#### Objectif 1:
Condensez sous forme de liste le paragraphe de l'article sur James Sallis qui commence par « Jimmie se réveille en pleine nuit », en gardant ses faits essentiels.
#### Objectif 2:
D'après l'article sur James Sallis, qui a traduit Le tueur se meurt en français ?
#### Objectif 3:
Reproduisez fidèlement l'article sur James Sallis, de « Le roman s’ouvre » à « autour de lui. ».

#### Texte à lire:
+++
James Sallis, solitudes et disparitions

En 2011, paraît aux Etats-Unis The killer is dying de James Sallis. Il est publié quatre ans après le précédent, Salt River et nous arrive deux ans plus tard, l’année dernière, traduit par Christophe Mercier et Jeanne Guyon sous le titre, somme toute logique, Le tueur se meurt. Venant enrichir une bibliographie plus importante que celle que son éditeur cite, Sallis n’ayant pas été édité seulement chez Rivages mais également par Gallimard.

Le roman s’ouvre sur le réveil d’un personnage. Il lui faut un peu de temps pour savoir où il est, lui qui a dormi dans Le tueur se meurt (Rivages, 2011)tant d’endroits différents, qui a tant écumé. Il lui faut du temps pour se retrouver, savoir où il est et quand il est, une recherche du temps perdu au XXIème siècle. Chrétien est dans un motel bas de gamme à Phoenix, Arizona. Il guette un homme depuis quelques jours. Chrétien est sous contrat. Mais il est également vieillissant, sous cachets, et ses souvenirs affluent, occupant son esprit autant que ce contrat sur lequel il devrait fixer toute son attention.

Pendant si longtemps, le temps n’avait eu pour lui aucune signification, un jour était comme un autre, les années à peine plus qu’un chaos de saisons qui passent. Maintenant, le temps se solidifiait autour de lui.

Jimmie se réveille en pleine nuit. Pour ne pas perdre ces minutes d’éveil, il règle quelques factures. Jimmie est seul dans sa maison, sans son père ni sa mère, un enfant tentant de survivre grâce aux moyens qui lui sont offerts et qui lui permettent de donner le change, Internet et son commerce notamment.
+++
#### Extrait des données:
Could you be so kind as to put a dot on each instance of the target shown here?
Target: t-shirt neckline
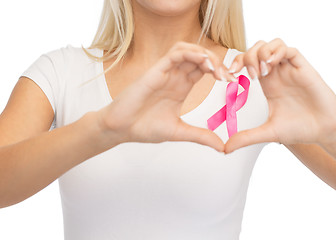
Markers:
(193, 111)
+++
#### Réponse complète 1:
- Jimmie se réveille en pleine nuit et en profite pour régler quelques factures.
- Il vit seul dans sa maison, sans son père ni sa mère.
- Enfant, il tente de survivre et de donner le change grâce aux moyens dont il dispose, notamment Internet et son commerce.

#### Réponse complète 2:
Christophe Mercier et Jeanne Guyon.

#### Réponse complète 3:
Le roman s’ouvre sur le réveil d’un personnage. Il lui faut un peu de temps pour savoir où il est, lui qui a dormi dans Le tueur se meurt (Rivages, 2011)tant d’endroits différents, qui a tant écumé. Il lui faut du temps pour se retrouver, savoir où il est et quand il est, une recherche du temps perdu au XXIème siècle. Chrétien est dans un motel bas de gamme à Phoenix, Arizona. Il guette un homme depuis quelques jours. Chrétien est sous contrat. Mais il est également vieillissant, sous cachets, et ses souvenirs affluent, occupant son esprit autant que ce contrat sur lequel il devrait fixer toute son attention.

Pendant si longtemps, le temps n’avait eu pour lui aucune signification, un jour était comme un autre, les années à peine plus qu’un chaos de saisons qui passent. Maintenant, le temps se solidifiait autour de lui.